TASK INSTRUCTIONS: Extract every line of the material below and reproduce each one without any change.

start MATERIAL SUPPLIED

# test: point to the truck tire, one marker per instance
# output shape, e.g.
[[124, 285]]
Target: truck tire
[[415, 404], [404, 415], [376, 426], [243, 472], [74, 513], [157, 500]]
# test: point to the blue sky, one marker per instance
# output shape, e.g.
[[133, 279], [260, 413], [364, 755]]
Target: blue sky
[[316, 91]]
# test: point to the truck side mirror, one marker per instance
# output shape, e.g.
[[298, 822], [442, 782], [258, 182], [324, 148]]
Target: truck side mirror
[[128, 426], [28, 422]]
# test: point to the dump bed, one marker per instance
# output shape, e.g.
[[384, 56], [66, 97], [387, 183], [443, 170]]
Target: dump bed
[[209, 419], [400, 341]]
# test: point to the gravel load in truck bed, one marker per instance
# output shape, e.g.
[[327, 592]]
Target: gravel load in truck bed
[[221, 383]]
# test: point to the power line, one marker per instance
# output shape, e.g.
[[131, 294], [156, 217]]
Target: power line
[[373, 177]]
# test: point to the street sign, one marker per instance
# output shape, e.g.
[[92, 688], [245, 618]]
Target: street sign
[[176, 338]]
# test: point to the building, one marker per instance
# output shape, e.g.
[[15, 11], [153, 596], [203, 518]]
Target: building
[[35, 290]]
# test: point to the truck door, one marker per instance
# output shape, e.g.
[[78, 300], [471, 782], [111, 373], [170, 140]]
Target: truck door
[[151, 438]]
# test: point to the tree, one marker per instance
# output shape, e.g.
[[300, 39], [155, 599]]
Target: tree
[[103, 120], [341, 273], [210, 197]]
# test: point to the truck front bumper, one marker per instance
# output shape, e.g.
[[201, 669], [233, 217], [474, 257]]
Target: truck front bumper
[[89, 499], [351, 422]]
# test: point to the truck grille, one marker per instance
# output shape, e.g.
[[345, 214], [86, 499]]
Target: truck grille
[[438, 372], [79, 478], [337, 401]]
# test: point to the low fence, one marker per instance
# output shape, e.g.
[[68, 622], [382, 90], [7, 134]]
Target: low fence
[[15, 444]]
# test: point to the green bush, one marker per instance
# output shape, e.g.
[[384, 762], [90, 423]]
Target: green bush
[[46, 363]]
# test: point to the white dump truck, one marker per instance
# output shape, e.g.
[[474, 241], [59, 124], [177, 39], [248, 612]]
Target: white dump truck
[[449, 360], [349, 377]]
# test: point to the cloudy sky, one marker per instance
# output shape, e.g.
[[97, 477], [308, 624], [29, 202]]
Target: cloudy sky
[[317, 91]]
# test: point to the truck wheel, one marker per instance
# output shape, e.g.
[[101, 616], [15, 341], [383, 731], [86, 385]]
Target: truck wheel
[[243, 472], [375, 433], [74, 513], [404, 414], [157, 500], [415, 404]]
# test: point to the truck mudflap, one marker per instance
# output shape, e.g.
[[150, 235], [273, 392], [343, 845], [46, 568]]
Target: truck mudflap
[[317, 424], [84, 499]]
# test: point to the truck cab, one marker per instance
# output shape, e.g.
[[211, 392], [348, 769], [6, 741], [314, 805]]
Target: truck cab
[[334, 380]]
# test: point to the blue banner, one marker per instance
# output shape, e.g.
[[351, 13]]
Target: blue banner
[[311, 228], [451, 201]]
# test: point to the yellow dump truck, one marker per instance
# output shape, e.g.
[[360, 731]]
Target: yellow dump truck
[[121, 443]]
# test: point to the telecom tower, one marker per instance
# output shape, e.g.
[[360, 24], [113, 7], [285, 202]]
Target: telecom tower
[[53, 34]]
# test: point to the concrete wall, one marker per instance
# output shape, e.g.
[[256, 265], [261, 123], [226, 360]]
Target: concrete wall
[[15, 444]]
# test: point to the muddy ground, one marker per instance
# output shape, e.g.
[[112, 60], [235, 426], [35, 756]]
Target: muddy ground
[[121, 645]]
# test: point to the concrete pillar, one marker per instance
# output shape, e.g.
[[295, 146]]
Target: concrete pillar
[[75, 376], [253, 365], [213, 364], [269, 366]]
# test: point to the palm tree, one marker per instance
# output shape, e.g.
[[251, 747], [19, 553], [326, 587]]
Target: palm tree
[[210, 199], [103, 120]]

end MATERIAL SUPPLIED

FULL OUTPUT:
# test: point to the truck tire, one marker per instance
# output shape, e.g.
[[124, 285]]
Target: truck tire
[[415, 404], [404, 415], [376, 426], [243, 472], [74, 513], [157, 500]]
# test: point to the blue sky, one marker per instance
# output shape, e.g.
[[133, 279], [260, 413], [364, 755]]
Target: blue sky
[[316, 91]]
# test: point to the truck side mirror, one marker per instance
# output shape, e.g.
[[298, 822], [442, 782], [258, 182], [324, 148]]
Target: truck side mirror
[[128, 426], [28, 422]]
# test: point to the dump bed, one marker per instance
# output shape, e.g.
[[384, 56], [66, 97], [387, 183], [443, 170]]
Target: dump bed
[[209, 419], [400, 341]]
# test: point to the gravel load in truck bed, one marker per instance
# output shape, e.g.
[[327, 592]]
Target: gravel load in truck bed
[[221, 383]]
# test: point to the power line, one marker per instance
# output shape, e.g.
[[131, 294], [156, 217]]
Target: power line
[[373, 177]]
# test: point to the street sign, one marker per instance
# output shape, e.g.
[[92, 688], [245, 618]]
Target: street sign
[[176, 338]]
# test: point to the building, one marker per instance
# output shape, e.g.
[[15, 11], [153, 596], [203, 518]]
Target: building
[[35, 290]]
# test: point to the truck door, one marker per instance
# output shape, e.g.
[[78, 300], [471, 782], [111, 373], [170, 140]]
Target: truck door
[[151, 438]]
# test: point to the tree, one marker per instance
# output shape, e.g.
[[300, 39], [155, 599]]
Target: tree
[[103, 120], [341, 273], [210, 197]]
# test: point to the truck front bumper, one marker per instance
# output shape, e.g.
[[201, 669], [233, 217], [474, 257]]
Target: truck front bumper
[[89, 499], [351, 422]]
# test: point to the truck grille, one marker per instance
# output shape, e.g.
[[345, 214], [86, 499]]
Target: truck grille
[[438, 372], [79, 478], [337, 401]]
# test: point to the low fence, one marker per instance
# output shape, e.g.
[[68, 622], [382, 90], [7, 134]]
Target: low fence
[[15, 444]]
# test: point to the green bush, one marker per instance
# output shape, e.g.
[[384, 762], [90, 423]]
Target: green bush
[[46, 363]]
# test: point to the white dump truck, one marker per instance
# output shape, e.g.
[[474, 241], [59, 124], [177, 39], [248, 612]]
Target: white dump truck
[[449, 360], [349, 377]]
# test: point to the cloudy sky, one marker per instance
# output shape, e.g.
[[97, 477], [308, 624], [29, 202]]
Target: cloudy sky
[[317, 91]]
# test: point to the truck wheel, one marker per instance
# output shape, e.g.
[[101, 616], [15, 341], [383, 731], [86, 385]]
Target: truck wheel
[[243, 472], [375, 433], [74, 513], [404, 414], [157, 500], [415, 404]]
# test: point to the truck mudflap, one marker per instance
# output shape, e.g.
[[150, 235], [273, 392], [343, 845], [46, 568]]
Target: truck mudflap
[[317, 424], [84, 499]]
# test: point to the truck cab, one marker per instance
# output shape, e.g.
[[211, 392], [348, 769], [6, 741], [314, 805]]
Target: truck cab
[[334, 380]]
# test: point to the blue banner, one marker per instance
# output shape, e.g.
[[351, 13]]
Target: blue banner
[[311, 228], [451, 201]]
# test: point to the yellow dump truck, one marker per instance
# output shape, e.g.
[[360, 731]]
Target: yellow dump truck
[[121, 443]]
# test: point to the telecom tower, one marker per instance
# output shape, e.g.
[[360, 24], [113, 7], [285, 202]]
Target: telecom tower
[[53, 34]]
# test: point to the concrete wall, one marker per instance
# output shape, e.g.
[[256, 265], [261, 123], [226, 360]]
Target: concrete wall
[[15, 444]]
# test: point to the muddy ground, one marker per instance
# output shape, e.g.
[[112, 60], [235, 426], [35, 756]]
Target: muddy ground
[[121, 645]]
# test: point to the concrete pillar, one marker per instance
# output shape, e.g.
[[295, 146]]
Target: concrete pillar
[[75, 376], [253, 365], [213, 364], [269, 366]]
# test: point to the palm tree, one marker per instance
# output shape, e.g.
[[251, 747], [19, 553], [326, 587]]
Target: palm tree
[[210, 199], [103, 120]]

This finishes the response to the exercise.